**DO THIS:** Find each line in the data below that contains the word "locate" and copy those lines out in full.

··· MATERIAL PROVIDED ···

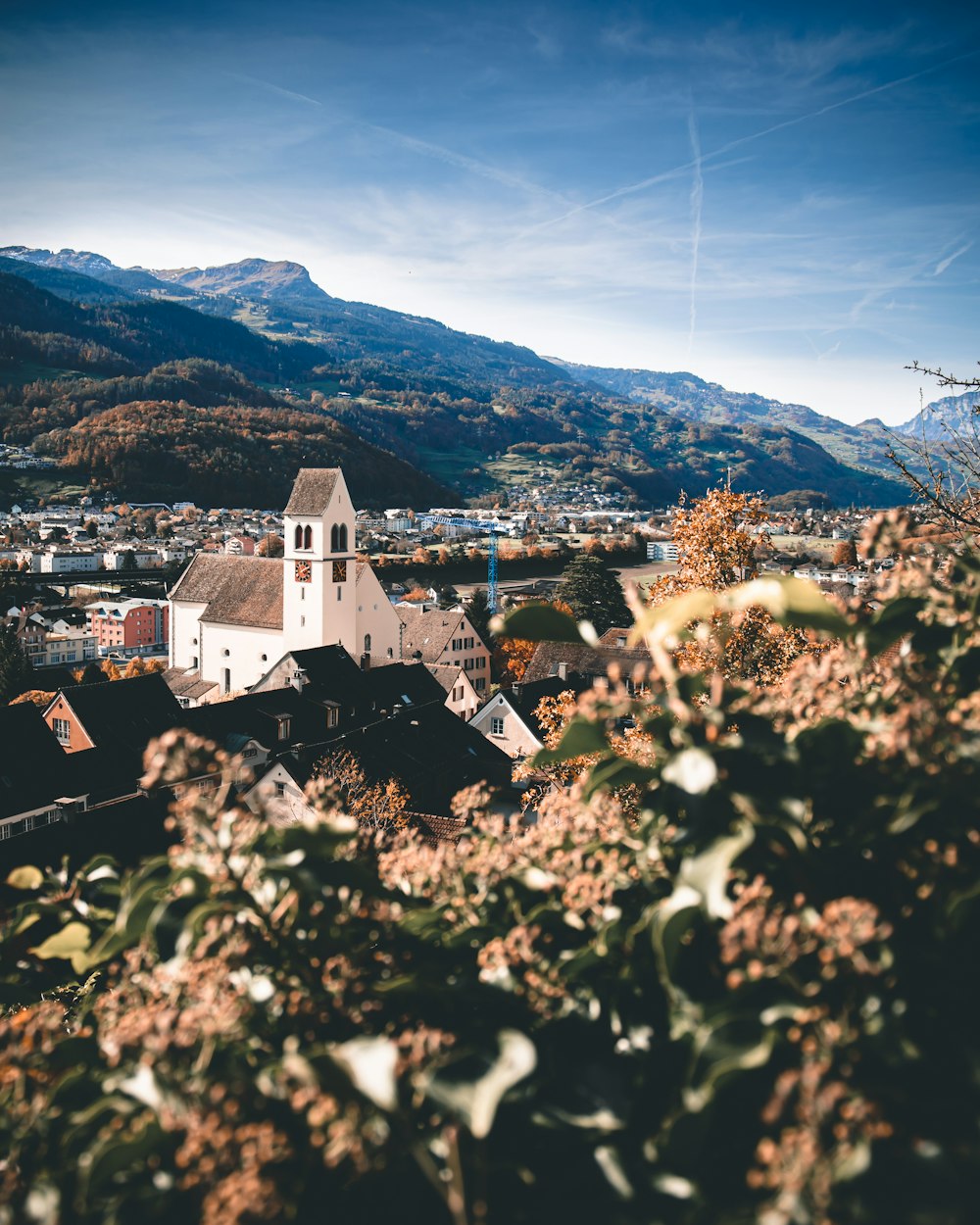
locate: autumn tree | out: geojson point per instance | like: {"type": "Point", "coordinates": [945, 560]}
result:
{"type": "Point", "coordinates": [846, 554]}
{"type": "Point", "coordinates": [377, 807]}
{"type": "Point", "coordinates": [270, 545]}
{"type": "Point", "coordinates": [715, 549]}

···
··· MATERIAL PROVIDED ···

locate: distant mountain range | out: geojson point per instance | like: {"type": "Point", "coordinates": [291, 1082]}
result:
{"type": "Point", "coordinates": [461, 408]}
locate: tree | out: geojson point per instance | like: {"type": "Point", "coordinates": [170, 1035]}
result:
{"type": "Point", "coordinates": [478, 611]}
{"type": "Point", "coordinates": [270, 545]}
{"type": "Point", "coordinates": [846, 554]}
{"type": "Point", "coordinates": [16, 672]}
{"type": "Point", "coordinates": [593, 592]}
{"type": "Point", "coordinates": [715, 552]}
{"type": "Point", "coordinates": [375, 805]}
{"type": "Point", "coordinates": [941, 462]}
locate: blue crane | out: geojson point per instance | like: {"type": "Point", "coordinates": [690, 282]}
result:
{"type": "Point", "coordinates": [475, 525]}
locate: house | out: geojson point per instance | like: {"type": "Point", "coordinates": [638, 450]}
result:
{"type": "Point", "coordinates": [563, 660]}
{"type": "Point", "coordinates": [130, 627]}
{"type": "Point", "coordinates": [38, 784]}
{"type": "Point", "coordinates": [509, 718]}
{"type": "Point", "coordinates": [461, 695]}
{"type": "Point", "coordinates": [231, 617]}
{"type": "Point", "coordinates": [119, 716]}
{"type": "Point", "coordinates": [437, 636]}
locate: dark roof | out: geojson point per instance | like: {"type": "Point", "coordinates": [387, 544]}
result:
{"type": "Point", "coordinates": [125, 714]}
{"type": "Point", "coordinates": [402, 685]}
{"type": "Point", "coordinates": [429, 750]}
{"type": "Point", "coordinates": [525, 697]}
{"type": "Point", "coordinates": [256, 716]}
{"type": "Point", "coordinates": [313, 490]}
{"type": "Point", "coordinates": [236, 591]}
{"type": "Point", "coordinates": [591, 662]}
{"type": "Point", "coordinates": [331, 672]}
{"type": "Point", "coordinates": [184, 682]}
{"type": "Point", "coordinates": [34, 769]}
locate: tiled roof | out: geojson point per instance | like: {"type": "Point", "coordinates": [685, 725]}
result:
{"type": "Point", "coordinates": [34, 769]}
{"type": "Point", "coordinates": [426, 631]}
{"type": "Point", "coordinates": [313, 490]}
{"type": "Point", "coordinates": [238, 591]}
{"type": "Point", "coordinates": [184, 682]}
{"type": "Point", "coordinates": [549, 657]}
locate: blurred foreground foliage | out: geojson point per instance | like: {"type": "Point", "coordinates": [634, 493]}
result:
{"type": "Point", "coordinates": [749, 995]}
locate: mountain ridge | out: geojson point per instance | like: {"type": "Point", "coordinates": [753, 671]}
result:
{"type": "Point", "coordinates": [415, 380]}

···

**SOLUTION:**
locate: autumn tree | out: geojson point per instance | like: {"type": "Point", "coordinates": [945, 560]}
locate: distant mountain range | out: geojson point per instance | like: {"type": "Point", "coordinates": [291, 1082]}
locate: tree | out: geojson point per instance | like: {"type": "Point", "coordinates": [170, 1035]}
locate: blue crane | out: geojson point per instance | like: {"type": "Point", "coordinates": [690, 282]}
locate: house | out: geojson point per instance | like: {"type": "Point", "coordinates": [638, 450]}
locate: dark roof | out: geojson point per instance | like: {"type": "Point", "coordinates": [387, 544]}
locate: tiled roof | out: geojson point per instance | like: {"type": "Point", "coordinates": [685, 725]}
locate: blurred foreground foliage | out: geojson point per instance | like: {"type": "Point", "coordinates": [634, 493]}
locate: mountain ridge | out: geojson point per instance | like: {"type": "Point", "coordinates": [753, 671]}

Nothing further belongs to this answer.